» **EXERCISE**
Take everything from the line containing "Target: white van" down to the end of the rows, swap "pixel coordinates" for "x-y coordinates", and write those lines out again with nothing else changed.
################
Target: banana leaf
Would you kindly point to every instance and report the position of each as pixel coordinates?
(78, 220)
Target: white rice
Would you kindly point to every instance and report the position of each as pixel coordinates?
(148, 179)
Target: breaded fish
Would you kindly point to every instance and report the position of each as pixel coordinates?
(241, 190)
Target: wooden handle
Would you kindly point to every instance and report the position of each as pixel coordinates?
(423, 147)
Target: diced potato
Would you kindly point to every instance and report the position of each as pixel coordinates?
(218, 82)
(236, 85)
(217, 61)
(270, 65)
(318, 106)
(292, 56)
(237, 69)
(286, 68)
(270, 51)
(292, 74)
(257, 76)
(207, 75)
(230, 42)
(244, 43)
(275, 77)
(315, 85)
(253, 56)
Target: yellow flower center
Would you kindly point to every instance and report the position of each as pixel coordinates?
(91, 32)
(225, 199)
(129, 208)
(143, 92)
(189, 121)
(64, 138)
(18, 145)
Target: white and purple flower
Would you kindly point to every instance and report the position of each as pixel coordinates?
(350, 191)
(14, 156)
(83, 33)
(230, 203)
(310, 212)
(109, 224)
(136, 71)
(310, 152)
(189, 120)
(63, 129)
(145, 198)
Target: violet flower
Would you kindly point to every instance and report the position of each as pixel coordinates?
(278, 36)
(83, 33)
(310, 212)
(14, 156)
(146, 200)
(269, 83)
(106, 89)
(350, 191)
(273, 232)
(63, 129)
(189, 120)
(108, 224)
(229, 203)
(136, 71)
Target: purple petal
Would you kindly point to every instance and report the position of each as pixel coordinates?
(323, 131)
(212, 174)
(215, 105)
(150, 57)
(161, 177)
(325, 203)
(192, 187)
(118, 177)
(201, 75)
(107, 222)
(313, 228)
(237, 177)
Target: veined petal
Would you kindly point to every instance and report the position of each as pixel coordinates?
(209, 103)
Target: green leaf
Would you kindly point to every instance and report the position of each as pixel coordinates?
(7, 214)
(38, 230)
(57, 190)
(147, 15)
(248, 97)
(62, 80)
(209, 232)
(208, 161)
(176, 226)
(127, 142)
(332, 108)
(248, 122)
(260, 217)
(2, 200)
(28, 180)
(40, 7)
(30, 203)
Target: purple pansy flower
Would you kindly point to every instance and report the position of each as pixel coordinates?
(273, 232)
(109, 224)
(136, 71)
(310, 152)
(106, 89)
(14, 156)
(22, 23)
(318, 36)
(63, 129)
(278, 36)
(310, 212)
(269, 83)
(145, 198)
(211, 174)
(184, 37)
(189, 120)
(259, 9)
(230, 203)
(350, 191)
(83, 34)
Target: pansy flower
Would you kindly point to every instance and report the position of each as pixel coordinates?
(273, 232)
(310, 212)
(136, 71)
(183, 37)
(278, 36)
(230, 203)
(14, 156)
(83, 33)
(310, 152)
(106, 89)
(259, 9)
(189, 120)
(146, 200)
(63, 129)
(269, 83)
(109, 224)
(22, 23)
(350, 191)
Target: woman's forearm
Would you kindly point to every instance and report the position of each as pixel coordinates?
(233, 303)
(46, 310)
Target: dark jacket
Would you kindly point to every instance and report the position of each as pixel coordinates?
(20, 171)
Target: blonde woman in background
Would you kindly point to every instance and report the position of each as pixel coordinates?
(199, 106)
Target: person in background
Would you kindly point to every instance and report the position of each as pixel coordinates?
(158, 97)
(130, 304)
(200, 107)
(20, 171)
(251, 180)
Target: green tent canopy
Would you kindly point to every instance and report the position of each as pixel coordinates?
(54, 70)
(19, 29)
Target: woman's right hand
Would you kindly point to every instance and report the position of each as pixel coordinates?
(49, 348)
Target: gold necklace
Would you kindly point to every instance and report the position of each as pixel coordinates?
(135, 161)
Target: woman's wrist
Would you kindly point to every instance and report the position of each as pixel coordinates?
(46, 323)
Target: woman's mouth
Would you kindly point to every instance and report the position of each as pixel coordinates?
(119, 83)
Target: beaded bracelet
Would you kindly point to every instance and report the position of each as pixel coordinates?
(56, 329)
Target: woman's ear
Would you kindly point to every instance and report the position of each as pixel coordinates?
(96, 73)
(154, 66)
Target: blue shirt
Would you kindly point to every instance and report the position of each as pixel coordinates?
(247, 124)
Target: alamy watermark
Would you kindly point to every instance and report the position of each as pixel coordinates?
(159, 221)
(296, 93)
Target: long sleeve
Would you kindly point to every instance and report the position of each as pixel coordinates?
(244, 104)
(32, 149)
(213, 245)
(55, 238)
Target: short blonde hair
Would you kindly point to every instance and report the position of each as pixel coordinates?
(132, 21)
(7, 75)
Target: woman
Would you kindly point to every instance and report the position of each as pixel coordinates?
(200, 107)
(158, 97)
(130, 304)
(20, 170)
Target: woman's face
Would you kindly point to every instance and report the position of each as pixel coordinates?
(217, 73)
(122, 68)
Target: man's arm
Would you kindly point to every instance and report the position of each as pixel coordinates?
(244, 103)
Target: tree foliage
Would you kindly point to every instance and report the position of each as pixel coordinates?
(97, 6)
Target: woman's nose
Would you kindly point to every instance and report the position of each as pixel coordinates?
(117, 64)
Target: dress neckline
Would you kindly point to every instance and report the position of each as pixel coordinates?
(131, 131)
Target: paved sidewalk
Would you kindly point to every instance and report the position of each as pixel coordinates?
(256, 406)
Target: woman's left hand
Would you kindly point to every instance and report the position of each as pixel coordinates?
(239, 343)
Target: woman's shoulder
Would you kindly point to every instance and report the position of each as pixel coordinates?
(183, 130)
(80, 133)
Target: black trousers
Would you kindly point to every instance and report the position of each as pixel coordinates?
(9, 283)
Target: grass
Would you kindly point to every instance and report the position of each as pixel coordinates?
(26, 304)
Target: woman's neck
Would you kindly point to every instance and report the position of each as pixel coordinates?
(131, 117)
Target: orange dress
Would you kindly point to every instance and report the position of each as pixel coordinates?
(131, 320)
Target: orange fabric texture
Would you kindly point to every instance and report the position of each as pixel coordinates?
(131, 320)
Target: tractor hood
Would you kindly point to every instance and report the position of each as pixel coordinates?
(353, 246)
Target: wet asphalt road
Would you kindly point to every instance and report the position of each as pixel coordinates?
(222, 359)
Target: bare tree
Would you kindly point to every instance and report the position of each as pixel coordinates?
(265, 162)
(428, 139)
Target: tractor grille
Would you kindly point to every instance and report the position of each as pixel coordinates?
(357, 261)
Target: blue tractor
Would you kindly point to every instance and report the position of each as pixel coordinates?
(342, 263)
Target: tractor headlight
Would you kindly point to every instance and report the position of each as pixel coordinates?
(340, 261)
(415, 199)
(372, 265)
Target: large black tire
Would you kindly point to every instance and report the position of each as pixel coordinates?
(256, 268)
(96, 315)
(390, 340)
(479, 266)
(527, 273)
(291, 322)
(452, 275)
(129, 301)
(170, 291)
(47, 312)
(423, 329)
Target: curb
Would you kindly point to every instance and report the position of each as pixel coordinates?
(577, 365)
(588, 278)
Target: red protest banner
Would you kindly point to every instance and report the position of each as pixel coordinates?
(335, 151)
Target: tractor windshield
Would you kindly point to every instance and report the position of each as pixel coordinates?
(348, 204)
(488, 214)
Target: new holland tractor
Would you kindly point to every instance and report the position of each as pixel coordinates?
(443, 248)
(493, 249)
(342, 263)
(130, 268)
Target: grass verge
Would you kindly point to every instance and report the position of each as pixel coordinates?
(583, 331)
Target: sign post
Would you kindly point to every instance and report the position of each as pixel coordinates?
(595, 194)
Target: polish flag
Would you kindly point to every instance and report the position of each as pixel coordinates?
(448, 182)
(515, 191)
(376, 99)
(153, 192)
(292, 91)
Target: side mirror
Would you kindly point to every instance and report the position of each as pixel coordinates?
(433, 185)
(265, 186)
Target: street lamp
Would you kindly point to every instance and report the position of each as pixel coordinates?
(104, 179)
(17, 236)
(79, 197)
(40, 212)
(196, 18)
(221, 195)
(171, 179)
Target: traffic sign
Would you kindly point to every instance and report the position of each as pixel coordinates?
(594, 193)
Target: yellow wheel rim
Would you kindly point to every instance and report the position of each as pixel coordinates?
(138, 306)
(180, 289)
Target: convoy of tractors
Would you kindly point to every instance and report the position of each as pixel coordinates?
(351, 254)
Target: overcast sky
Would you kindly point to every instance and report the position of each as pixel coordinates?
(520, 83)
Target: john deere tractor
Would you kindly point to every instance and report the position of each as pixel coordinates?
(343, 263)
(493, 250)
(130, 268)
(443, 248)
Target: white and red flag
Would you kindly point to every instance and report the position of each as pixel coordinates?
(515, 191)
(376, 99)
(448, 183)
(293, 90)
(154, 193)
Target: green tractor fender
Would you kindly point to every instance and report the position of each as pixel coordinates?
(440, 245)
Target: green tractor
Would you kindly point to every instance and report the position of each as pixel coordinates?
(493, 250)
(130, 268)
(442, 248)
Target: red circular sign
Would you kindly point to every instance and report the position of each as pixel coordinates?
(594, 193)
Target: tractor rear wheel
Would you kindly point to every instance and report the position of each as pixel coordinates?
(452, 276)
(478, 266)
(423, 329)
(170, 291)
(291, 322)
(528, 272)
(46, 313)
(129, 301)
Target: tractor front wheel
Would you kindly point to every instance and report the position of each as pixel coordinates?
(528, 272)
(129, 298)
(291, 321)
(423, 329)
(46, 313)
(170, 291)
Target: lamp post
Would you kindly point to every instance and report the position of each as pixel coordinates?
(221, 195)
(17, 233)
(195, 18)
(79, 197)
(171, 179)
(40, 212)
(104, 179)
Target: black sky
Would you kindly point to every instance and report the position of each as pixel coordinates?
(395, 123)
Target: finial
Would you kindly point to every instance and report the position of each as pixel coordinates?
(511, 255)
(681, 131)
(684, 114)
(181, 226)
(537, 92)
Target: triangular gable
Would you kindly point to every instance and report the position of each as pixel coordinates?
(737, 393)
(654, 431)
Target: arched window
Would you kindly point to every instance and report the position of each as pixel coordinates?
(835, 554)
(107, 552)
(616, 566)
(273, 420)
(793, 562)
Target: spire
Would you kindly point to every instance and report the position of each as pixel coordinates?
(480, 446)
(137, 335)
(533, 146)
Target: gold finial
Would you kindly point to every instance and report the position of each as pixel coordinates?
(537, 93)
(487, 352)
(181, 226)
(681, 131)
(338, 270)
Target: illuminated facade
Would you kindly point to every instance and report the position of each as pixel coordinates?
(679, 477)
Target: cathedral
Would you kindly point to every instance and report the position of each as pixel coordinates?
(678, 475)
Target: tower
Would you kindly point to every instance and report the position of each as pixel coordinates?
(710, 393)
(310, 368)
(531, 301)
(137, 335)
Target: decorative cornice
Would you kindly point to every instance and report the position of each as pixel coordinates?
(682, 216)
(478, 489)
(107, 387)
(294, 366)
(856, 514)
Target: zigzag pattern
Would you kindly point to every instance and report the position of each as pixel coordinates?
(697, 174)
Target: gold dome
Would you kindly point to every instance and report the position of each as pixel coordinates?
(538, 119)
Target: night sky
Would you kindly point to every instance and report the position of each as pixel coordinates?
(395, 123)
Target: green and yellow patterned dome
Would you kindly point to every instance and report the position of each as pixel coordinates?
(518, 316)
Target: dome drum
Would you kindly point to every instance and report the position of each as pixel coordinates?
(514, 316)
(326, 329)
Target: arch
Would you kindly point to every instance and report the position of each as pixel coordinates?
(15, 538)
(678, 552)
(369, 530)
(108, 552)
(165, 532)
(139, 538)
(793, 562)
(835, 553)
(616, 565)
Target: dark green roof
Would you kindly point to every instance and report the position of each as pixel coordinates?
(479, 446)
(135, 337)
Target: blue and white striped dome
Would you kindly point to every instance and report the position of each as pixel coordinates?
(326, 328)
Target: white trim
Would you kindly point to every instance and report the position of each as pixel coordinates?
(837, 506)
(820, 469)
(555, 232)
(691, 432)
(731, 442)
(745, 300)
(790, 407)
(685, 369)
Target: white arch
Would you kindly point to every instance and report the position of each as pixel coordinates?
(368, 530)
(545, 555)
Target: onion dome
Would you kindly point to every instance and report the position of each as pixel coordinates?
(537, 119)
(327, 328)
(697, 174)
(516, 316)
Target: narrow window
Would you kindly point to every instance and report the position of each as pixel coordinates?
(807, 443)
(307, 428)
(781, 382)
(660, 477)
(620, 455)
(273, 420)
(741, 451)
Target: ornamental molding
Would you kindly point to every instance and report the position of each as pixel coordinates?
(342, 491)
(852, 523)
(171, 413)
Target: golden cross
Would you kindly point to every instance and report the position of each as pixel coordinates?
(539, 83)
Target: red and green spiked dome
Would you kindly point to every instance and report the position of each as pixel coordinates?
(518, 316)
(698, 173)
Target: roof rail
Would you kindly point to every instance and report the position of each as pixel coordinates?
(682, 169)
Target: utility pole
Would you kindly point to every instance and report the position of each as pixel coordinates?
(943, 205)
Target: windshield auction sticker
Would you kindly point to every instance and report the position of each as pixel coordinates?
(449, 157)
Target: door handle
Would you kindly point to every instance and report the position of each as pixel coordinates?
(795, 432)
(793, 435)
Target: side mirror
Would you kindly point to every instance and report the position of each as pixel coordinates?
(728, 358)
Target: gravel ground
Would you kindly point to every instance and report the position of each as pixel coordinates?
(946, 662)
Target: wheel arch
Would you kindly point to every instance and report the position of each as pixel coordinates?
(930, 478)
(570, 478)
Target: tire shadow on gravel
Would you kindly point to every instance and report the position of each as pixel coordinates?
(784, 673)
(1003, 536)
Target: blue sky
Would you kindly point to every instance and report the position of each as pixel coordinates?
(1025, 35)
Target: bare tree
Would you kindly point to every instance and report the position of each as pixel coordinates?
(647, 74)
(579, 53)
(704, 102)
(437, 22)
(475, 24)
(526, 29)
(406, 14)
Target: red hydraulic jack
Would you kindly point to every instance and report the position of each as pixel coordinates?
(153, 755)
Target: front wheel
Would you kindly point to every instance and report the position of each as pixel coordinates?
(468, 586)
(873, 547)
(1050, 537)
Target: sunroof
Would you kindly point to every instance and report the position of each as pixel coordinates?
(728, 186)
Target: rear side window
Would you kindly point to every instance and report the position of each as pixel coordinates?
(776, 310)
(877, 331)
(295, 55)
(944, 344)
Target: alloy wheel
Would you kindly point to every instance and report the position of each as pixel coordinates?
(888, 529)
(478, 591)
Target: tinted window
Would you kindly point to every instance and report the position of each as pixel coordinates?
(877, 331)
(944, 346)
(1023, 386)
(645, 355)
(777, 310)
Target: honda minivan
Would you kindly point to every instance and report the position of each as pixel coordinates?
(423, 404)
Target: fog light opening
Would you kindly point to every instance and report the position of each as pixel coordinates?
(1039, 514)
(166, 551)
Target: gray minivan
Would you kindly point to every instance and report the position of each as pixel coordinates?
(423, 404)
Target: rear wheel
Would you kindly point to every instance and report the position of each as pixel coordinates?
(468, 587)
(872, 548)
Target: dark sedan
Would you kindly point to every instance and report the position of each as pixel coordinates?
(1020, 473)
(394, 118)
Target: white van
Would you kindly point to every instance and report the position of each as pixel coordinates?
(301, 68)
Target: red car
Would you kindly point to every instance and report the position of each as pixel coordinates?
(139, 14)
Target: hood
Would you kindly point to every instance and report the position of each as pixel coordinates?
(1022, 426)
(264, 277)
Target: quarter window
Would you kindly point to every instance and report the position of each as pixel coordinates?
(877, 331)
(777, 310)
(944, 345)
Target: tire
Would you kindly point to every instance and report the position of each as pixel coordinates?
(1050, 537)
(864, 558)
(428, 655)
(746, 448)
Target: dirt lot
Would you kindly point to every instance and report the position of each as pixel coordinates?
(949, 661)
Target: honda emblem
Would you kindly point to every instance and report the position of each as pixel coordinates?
################
» **FULL SOLUTION**
Target: white van
Would you kindly point to every instance and report the position of each as x-y coordinates?
(301, 68)
Target: red car
Would you kindly point to every instance and report the position of each as x-y coordinates?
(139, 14)
Target: hood
Would you kindly point to every instance and report the position of each as x-y coordinates?
(1022, 426)
(264, 277)
Target: quarter window
Would you kindly point to every instance and report the position of each as x-y coordinates?
(877, 331)
(777, 310)
(944, 345)
Target: tire
Would you kindly point to every instance and report the position of each as x-y coordinates?
(1050, 537)
(864, 558)
(428, 655)
(746, 448)
Target: dirt lot
Would you kindly point to every instance and report the position of each as x-y coordinates?
(949, 661)
Target: honda emblem
Would you kindly point to every instance and report the position of each as x-y coordinates?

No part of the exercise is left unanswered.